**What is being asked**. Pull out every line in the listing below that contains the word "white" and copy each of those lines in full.

**Supplied entries**.
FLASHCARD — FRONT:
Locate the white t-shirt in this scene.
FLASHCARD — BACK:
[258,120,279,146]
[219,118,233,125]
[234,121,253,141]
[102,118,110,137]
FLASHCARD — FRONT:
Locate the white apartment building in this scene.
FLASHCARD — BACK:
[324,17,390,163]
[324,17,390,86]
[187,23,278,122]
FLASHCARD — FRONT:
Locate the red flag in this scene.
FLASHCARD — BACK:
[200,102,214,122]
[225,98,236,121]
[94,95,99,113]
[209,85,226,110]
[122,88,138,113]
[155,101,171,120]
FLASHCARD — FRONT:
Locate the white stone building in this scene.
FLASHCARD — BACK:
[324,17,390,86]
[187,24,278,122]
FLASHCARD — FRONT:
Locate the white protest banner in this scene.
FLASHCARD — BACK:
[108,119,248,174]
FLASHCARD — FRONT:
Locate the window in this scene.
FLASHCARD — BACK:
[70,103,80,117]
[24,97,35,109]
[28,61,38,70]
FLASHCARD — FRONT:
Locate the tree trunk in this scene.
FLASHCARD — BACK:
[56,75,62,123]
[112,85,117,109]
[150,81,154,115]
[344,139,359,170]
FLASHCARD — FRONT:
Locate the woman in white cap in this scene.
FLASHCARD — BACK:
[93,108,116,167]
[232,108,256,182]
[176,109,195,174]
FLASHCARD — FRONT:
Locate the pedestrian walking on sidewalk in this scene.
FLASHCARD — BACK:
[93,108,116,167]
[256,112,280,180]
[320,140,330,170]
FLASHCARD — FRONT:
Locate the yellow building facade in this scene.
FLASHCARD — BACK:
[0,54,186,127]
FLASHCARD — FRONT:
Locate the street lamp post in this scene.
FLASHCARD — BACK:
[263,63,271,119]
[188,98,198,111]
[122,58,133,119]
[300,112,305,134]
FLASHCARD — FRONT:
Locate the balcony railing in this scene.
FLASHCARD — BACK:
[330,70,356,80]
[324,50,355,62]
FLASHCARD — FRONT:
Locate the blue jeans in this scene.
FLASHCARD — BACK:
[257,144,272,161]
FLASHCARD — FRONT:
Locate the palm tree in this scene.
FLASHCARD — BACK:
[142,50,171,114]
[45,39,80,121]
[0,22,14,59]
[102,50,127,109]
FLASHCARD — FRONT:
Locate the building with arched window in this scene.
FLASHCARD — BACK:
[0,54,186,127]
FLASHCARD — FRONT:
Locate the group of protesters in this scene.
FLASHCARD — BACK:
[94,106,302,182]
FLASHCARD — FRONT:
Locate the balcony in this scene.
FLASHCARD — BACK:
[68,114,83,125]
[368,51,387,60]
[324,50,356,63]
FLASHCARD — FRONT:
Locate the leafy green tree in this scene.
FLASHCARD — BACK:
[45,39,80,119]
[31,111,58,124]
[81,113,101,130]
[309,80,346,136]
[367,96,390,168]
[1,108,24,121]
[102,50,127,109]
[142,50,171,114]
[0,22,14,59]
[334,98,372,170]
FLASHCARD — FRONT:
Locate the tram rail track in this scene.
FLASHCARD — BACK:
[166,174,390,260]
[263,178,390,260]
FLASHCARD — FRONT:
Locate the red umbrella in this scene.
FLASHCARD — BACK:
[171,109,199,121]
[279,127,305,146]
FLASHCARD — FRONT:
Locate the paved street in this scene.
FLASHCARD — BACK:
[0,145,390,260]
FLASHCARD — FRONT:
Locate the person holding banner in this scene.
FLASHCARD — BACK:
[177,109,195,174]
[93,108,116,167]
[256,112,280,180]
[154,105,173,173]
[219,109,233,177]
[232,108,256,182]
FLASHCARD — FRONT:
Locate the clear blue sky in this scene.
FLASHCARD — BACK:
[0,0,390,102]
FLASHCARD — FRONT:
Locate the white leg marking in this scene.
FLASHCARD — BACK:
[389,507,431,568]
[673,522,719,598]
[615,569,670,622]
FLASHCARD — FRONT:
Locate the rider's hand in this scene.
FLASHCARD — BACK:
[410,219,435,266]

**Answer to the exercise**.
Locate the white t-shirt in this scene.
Locate the white apartment building in this scene.
Locate the white stone building in this scene.
Locate the white protest banner in this scene.
Locate the woman in white cap in this scene.
Locate the white leg marking in this scene.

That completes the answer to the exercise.